Folha de S. Paulo


Rebeldes sírios negociam com Rússia fim de cerco a Aleppo

Os rebeldes sírios estão envolvidos em negociações secretas com a Rússia para pôr fim aos combates na cidade de Aleppo, de acordo com líderes oposicionistas —um desdobramento que mostra como os Estados Unidos podem se ver excluídos do diálogo sobre um dos mais importantes conflitos do Oriente Médio.

Quatro líderes oposicionistas da região norte da Síria, controlada pelos rebeldes, afirmaram que a Turquia vem intermediando negociações em Ancara com Moscou, cuja intervenção militar em favor do ditador sírio, Bashar al-Assad, ajudou a virar em favor do governo o conflito iniciado cinco anos atrás.

"Os russos e turcos agora estão conversando sem a participação dos Estados Unidos. [Washington] foi completamente excluída das conversações e nem mesmo sabe o que está acontecendo em Ancara", disse um líder oposicionista, que pediu que seu nome não fosse mencionado.

Instrução dada 1
Conte quantas das linhas abaixo contêm a palavra "side", levando em conta maiúsculas e minúsculas. Responda apenas com o número.

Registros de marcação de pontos
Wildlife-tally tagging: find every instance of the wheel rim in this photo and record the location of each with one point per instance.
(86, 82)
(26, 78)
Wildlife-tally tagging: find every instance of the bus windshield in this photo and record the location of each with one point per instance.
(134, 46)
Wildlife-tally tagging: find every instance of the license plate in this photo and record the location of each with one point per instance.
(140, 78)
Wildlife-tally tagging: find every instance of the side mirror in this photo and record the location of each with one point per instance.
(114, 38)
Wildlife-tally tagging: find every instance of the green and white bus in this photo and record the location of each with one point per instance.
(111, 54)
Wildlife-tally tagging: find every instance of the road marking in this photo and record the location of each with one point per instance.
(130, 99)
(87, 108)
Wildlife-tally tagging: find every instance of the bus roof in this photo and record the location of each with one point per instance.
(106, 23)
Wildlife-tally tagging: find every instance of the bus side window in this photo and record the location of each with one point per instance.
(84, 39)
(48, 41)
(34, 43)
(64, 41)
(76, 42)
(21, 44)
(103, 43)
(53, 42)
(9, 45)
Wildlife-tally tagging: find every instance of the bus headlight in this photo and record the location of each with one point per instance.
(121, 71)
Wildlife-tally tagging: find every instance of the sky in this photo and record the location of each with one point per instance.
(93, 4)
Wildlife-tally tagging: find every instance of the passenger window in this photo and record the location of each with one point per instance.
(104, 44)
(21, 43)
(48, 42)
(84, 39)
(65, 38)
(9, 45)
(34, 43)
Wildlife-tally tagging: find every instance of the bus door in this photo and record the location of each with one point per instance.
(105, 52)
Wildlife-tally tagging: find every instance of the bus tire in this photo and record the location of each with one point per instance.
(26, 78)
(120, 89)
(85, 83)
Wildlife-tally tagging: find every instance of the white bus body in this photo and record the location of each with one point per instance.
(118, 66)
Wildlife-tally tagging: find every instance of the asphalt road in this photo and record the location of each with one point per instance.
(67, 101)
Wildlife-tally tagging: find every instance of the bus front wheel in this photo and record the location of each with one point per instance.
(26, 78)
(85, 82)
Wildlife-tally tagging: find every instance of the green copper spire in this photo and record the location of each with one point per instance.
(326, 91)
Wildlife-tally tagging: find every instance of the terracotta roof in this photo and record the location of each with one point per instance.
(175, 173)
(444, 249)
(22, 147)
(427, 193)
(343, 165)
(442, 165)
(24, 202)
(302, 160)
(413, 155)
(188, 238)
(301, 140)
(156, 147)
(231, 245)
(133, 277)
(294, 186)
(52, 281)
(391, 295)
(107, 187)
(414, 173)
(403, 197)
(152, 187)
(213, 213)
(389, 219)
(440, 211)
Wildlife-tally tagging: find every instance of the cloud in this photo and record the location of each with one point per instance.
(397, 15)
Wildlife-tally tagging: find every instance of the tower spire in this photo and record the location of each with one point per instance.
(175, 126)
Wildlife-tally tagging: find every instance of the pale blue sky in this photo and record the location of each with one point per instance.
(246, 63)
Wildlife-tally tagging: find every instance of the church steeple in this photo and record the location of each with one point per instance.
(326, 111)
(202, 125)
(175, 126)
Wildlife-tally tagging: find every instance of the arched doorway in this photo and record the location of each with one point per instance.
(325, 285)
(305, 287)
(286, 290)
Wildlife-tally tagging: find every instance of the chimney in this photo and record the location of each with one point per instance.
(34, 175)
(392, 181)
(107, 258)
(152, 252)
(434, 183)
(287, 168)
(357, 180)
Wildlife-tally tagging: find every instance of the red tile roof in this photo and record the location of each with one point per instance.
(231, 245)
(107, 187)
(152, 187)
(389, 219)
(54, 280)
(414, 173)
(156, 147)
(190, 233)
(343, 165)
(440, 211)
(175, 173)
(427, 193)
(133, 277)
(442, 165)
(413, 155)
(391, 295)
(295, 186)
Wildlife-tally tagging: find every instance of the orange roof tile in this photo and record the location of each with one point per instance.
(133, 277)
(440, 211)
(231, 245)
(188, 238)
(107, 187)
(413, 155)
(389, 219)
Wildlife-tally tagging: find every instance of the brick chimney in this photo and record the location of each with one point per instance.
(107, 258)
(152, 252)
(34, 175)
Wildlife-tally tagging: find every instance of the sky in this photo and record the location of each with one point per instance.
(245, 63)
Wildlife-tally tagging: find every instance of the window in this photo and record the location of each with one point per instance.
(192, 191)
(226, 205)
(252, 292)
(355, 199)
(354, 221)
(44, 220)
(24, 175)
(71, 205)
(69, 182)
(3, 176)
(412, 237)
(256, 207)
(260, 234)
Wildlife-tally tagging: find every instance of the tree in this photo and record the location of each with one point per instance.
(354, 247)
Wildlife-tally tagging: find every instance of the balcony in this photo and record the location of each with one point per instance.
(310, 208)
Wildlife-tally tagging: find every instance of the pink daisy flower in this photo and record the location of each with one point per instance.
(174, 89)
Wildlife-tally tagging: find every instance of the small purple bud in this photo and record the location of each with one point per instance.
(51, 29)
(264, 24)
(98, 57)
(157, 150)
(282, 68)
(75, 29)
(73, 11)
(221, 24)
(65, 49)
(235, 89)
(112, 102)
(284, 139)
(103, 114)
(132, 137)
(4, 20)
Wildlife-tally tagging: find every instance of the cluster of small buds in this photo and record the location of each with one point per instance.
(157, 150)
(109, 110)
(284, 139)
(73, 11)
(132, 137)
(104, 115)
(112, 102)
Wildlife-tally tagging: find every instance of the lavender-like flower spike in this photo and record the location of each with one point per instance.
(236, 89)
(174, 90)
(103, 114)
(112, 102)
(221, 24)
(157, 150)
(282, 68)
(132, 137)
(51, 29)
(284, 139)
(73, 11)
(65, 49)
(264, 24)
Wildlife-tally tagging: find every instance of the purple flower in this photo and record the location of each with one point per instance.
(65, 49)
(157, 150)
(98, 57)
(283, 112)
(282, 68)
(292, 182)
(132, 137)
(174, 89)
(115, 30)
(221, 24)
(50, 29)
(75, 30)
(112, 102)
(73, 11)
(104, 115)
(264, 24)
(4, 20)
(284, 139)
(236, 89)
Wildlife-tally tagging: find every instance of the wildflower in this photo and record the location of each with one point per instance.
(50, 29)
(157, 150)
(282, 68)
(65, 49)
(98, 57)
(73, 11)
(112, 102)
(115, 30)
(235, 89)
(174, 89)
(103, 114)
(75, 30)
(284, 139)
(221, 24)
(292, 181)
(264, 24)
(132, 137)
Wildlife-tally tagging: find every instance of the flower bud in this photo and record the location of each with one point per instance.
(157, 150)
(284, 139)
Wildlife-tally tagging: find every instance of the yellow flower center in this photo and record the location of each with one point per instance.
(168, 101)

Instrução dada 2
Segundo a notícia sobre Aleppo, que país vem intermediando as negociações com Moscou em Ancara?

Resposta correta 1
2

Resposta correta 2
A Turquia.